======== Document segment ========

Did you check out our NYE party guide? Didn’t find anything you like, huh? Don’t want to deal with a cover? Don’t want to deal with a lame bar party? Don’t want a champagne toast or a second rate band? You’ve come to the right place. In the list below, you wont find any Great Gatsby themed parties (why are we still doing these?) or black tie galas. Just good bars that will be good bars whether it’s December 31st, 2017 or January 1st, 2018.
From Best Bars Without TVs: If you want to hang out in Shaw and near our [old] office, head to A&D. We included A&D in our Least Douchey Bars In D.C. 2013 edition because it’s relaxing, calm and fancy but not too fancy. It’s a good place to drink and act like a non-sports fan adult.
From Best Bars Without TVs: All Souls bills itself as a ‘corner bar.’ Technically, that’s true. It’s on a corner and it is a bar. It is not a corner bar. It’s a dark cocktail bar ideal for conversations with one other person. If you’re looking for a pleasant Sunday evening date spot, this is for you.
From The Least Douchey Bars in D.C. 2012: American Ice Company can get fairly out of control and unmanageable on weekends when crowds rush inside, but what place on a weekend that’s worth it isn’t going to be loaded?

======== Collected material ========

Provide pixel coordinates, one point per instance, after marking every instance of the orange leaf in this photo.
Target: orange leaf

========

Reproduce the passage of the D.C. bar list starting at "From Best Bars Without TVs: If" and ending at "is for you.".

From Best Bars Without TVs: If you want to hang out in Shaw and near our [old] office, head to A&D. We included A&D in our Least Douchey Bars In D.C. 2013 edition because it’s relaxing, calm and fancy but not too fancy. It’s a good place to drink and act like a non-sports fan adult.
From Best Bars Without TVs: All Souls bills itself as a ‘corner bar.’ Technically, that’s true. It’s on a corner and it is a bar. It is not a corner bar. It’s a dark cocktail bar ideal for conversations with one other person. If you’re looking for a pleasant Sunday evening date spot, this is for you.